◆ ABOUT THIS EXERCISE ◆
Output the data below exactly, down to the last character.

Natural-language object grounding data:
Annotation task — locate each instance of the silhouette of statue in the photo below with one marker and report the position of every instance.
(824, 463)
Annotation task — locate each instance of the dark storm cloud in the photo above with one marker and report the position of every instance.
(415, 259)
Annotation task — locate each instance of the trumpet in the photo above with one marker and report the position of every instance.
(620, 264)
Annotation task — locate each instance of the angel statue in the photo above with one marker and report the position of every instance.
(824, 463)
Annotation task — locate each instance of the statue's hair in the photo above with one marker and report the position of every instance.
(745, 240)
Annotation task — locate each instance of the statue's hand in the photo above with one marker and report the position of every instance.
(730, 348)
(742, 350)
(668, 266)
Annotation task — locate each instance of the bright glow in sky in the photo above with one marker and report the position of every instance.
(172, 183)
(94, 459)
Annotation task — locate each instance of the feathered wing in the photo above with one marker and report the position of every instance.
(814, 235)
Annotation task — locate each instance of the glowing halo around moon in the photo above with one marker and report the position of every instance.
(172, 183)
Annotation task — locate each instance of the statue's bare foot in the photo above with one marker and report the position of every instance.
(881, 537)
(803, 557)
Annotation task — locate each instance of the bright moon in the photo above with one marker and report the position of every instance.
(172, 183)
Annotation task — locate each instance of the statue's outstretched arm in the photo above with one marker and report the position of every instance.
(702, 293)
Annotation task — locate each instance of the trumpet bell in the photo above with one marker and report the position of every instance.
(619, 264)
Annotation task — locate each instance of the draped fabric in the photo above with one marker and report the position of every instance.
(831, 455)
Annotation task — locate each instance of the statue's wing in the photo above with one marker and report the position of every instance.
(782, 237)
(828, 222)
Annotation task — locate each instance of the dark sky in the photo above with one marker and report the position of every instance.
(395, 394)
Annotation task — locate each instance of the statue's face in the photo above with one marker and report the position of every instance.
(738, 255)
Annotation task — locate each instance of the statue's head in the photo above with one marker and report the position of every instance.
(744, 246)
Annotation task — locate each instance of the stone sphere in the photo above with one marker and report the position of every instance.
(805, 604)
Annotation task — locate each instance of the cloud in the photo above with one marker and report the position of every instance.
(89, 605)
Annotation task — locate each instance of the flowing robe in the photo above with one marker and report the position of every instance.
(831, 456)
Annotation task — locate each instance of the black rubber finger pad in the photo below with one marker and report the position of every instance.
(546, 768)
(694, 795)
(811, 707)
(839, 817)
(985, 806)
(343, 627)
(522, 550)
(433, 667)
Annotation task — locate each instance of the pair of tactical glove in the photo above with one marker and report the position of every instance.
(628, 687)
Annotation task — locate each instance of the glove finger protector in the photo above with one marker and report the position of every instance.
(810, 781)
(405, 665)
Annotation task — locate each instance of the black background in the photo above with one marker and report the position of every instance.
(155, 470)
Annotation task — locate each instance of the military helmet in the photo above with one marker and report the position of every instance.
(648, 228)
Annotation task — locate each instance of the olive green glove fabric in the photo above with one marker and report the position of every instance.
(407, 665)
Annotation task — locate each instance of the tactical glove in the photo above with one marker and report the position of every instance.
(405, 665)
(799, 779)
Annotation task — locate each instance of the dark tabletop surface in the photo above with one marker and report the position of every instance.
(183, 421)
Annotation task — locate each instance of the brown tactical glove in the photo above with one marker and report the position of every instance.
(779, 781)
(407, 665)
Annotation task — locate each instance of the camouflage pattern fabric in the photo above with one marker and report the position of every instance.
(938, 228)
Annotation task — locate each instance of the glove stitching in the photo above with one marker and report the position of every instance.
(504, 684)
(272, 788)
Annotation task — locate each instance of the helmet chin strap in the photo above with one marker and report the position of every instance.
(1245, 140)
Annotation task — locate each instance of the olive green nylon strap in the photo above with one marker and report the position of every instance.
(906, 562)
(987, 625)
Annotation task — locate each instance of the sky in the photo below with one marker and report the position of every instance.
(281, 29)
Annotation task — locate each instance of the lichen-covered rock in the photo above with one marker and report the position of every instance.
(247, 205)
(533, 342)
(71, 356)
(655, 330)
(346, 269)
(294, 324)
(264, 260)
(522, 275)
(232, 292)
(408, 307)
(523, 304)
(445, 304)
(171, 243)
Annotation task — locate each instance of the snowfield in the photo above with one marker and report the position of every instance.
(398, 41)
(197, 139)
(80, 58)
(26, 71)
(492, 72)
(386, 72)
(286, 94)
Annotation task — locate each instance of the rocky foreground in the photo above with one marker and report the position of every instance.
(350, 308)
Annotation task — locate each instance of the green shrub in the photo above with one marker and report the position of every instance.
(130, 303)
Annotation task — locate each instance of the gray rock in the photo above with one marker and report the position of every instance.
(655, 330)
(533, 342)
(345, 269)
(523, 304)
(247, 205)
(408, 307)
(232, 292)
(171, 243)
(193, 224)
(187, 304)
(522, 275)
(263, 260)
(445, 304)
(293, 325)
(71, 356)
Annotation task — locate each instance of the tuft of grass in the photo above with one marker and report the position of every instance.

◆ EXERCISE RESULT ◆
Annotation task — locate each instance of the silhouette of statue in the photo below with one marker and report the position of every instance.
(824, 463)
Annotation task — locate each instance of the dark storm cloud in the photo above with one marker and report the position of every instance.
(415, 259)
Annotation task — locate each instance of the trumpet in the photo above with one marker and report the position of every instance.
(620, 264)
Annotation task — locate each instance of the angel statue in the photo above with one marker and report the position of every instance.
(824, 463)
Annotation task — locate each instance of the statue's hair in the photo above with one marker and report the position of every instance.
(745, 240)
Annotation task — locate each instance of the statue's hand in the photo above with one marker and report the position of every instance.
(730, 348)
(742, 350)
(668, 266)
Annotation task — locate each instance of the bright glow in sky in the photo above with one marker and report the position of every instance.
(172, 183)
(94, 459)
Annotation task — locate each instance of the feathered wing in the photo above with one marker and report the position of every instance.
(814, 235)
Annotation task — locate each instance of the glowing halo around moon in the photo above with one marker and report the position of every instance.
(172, 183)
Annotation task — locate each instance of the statue's bare foot in the photo above with one marker and report the position of every instance.
(881, 537)
(803, 557)
Annotation task — locate each instance of the bright moon in the photo above with one marker and report the position of every instance.
(172, 183)
Annotation task — locate each instance of the statue's outstretched arm in the photo above with one marker and report the position of every instance.
(702, 293)
Annotation task — locate each instance of the trumpet bell in the photo above with one marker and report the position of every instance.
(619, 264)
Annotation task — locate each instance of the draped fabric in the photo above with one marker and report the position of every instance.
(831, 455)
Annotation task — locate each instance of the statue's wing in the photo above with one marker and report the position of every instance.
(782, 237)
(828, 222)
Annotation task — locate each instance of the dark sky in the photo above with one marker and report the position of every instance.
(395, 394)
Annotation task — locate each instance of the statue's face in the photo above with one marker and report the position of every instance.
(738, 255)
Annotation task — locate each instance of the statue's head in the photo above with one marker and report the position of every instance.
(744, 246)
Annotation task — locate each instance of the stone sphere in the photo above with one marker and report the position of every instance.
(805, 604)
Annotation task — locate each instance of the cloud in the photo above with one marker and report the position of every instance.
(89, 605)
Annotation task — locate each instance of the flowing robe in the photo above with one marker and report the position of every instance.
(831, 456)
Annotation task — locate each instance of the black rubber finger pad in the photo below with one marker and report the position of every instance.
(546, 768)
(694, 795)
(811, 707)
(839, 817)
(985, 806)
(343, 627)
(522, 550)
(433, 667)
Annotation task — locate each instance of the pair of tactical glove in the photo above with one marker and report the position of every instance.
(628, 687)
Annotation task — locate each instance of the glove finger protector in the photo above with one marker and report the position of every instance.
(810, 781)
(405, 665)
Annotation task — locate each instance of the black background in the photo above with one marker and report the position of every instance.
(155, 470)
Annotation task — locate each instance of the military helmet in the photo above with one marker and report the position of every instance.
(648, 228)
Annotation task — locate each instance of the olive green glove fabric in the photo above with one marker and report the position of every instance.
(407, 665)
Annotation task — locate each instance of the tactical glove in the photo above with one marker and report the position of every instance.
(405, 665)
(799, 779)
Annotation task — locate each instance of the dark tabletop surface in the photo above with one marker and report the position of every instance.
(183, 421)
Annotation task — locate each instance of the brown tactical glove in the photo above with one marker and report the position of every instance.
(779, 781)
(407, 665)
Annotation task — locate each instance of the camouflage pattern fabric in the photo above with one marker and report the position of every instance.
(938, 228)
Annotation task — locate each instance of the glove stitching in the photo above with one marker and report the position of every instance.
(504, 684)
(272, 788)
Annotation task — locate each instance of the helmet chin strap in the photo above with one marker and report the position of every instance.
(1245, 140)
Annotation task — locate each instance of the olive green nylon strap in the photo above with one marker and report the position of every instance.
(906, 562)
(987, 625)
Annotation task — locate each instance of the sky in the photo below with one marker and report the position of every instance.
(281, 29)
Annotation task — locate each instance of the lichen-covered rock in the photo above with one marker and report the position of every instance.
(247, 205)
(533, 342)
(71, 356)
(655, 330)
(346, 269)
(294, 324)
(264, 260)
(522, 275)
(232, 292)
(408, 307)
(523, 304)
(445, 304)
(171, 243)
Annotation task — locate each instance of the snowfield in the photo above with one marker and report the position of every instance.
(398, 41)
(197, 139)
(80, 58)
(26, 71)
(492, 72)
(386, 72)
(286, 94)
Annotation task — locate each instance of the rocky foreground in the photo above with one marker and report the position of every instance.
(350, 308)
Annotation task — locate each instance of the green shrub in the photo above with one marker and report the position of every instance.
(130, 303)
Annotation task — locate each instance of the gray rock in the photo above with one marker and report the position of every instance.
(655, 330)
(533, 342)
(345, 269)
(523, 304)
(247, 205)
(408, 307)
(232, 292)
(171, 243)
(193, 224)
(187, 304)
(522, 275)
(263, 260)
(445, 304)
(293, 325)
(71, 356)
Annotation task — locate each instance of the tuft of grass in the photo above with one marker and report the position of every instance.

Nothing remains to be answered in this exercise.